Reading passage:
But if those fans want to find someone to blame they should look in the mirror. They are the source of that salary they find so exorbitant. Their desire to revel in victory is what drives the university to pay not an exorbitant salary but merely the going wage, what it takes to attract a talented coach away from other universities and the professional ranks.

At Alabama, that fan is tired of losing to Auburn. At Oklahoma where Bob Stoops makes more than $3 million to coach the football team , alums from Oklahoma want to revel in victories over Texas. Now and then, they expect a national championship. At Ohio State, Jim Tressel makes a few million to ensure that the Buckeyes stay competitive with Michigan.

And those expectations and the thrill of possibility are what make that $4 million salary feasible. That $4 million is what the market will bear because the rewards for victory have become so great. The television contracts are bigger than ever. The same is true of the bowl game payouts to both winners and losers. When prizes get bigger, people will spend more to get a crack at those prizes.

And what drives that increase in prices? The fans. The fans who care more than ever, who watch those bowl games in greater numbers, who generate the ad revenue that creates those television packages and ticket revenue.

The fans create the incentive that drives university presidents and athletic directors to give people like Nick Saban a salary 100 times what the average fan in the stands is earning. If you don’t like it, stop watching, stop caring, and stop contributing to the athletic department.

Region labeling items:
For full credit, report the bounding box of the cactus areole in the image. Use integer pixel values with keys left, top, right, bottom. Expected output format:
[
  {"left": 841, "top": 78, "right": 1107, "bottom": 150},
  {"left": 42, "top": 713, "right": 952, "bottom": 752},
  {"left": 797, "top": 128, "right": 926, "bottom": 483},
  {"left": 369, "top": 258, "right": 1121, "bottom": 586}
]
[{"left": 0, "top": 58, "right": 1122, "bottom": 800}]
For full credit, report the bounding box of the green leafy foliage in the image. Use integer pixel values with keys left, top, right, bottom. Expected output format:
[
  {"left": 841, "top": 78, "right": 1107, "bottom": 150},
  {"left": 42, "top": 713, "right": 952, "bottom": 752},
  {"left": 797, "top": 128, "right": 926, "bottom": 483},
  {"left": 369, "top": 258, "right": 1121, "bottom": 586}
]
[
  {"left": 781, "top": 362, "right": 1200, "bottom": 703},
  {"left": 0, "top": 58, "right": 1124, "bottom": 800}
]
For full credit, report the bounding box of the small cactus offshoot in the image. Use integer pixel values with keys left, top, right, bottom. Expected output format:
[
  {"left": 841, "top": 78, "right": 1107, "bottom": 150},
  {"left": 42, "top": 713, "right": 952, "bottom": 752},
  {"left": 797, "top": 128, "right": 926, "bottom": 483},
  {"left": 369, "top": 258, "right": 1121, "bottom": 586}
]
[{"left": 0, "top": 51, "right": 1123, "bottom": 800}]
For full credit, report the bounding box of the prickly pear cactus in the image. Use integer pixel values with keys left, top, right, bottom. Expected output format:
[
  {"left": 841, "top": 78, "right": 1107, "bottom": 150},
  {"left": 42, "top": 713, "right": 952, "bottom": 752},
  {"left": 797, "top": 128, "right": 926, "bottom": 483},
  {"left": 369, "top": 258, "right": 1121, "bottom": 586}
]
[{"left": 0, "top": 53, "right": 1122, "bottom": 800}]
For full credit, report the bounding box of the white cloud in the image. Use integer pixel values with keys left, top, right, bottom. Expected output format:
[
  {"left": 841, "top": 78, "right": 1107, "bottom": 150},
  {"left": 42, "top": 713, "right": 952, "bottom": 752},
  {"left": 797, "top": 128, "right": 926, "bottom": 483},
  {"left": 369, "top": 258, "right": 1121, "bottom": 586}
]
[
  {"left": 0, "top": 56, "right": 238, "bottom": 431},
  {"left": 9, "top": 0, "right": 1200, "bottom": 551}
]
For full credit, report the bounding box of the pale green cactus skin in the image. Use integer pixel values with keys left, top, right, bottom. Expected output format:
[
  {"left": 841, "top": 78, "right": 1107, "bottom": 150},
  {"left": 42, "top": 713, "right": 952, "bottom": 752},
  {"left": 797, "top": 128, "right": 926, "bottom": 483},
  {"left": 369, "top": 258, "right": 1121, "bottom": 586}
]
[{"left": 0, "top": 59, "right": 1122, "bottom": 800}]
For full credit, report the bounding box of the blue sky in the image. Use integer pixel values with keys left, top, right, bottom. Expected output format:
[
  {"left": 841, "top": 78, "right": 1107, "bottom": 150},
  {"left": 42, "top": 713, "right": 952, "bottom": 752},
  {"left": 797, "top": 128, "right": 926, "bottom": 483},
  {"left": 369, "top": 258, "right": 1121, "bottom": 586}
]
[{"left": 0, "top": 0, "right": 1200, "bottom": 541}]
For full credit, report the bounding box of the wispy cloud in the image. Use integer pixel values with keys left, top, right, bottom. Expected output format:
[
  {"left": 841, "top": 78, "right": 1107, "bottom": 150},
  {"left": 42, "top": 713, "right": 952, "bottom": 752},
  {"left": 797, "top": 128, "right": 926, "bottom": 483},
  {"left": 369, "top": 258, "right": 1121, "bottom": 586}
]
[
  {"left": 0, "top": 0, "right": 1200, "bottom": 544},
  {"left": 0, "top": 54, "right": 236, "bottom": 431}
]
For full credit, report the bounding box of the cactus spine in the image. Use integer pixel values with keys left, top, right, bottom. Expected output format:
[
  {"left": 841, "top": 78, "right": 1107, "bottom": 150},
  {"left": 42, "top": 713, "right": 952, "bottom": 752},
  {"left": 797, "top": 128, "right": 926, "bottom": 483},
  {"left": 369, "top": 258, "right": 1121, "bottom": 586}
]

Aim:
According to the passage on college coaching salaries, why is $4 million what the market will bear for a coach?

Solution for this problem:
The rewards for victory have become so great: television contracts are bigger than ever, and so are bowl game payouts to both winners and losers. When prizes get bigger, people will spend more to get a crack at them.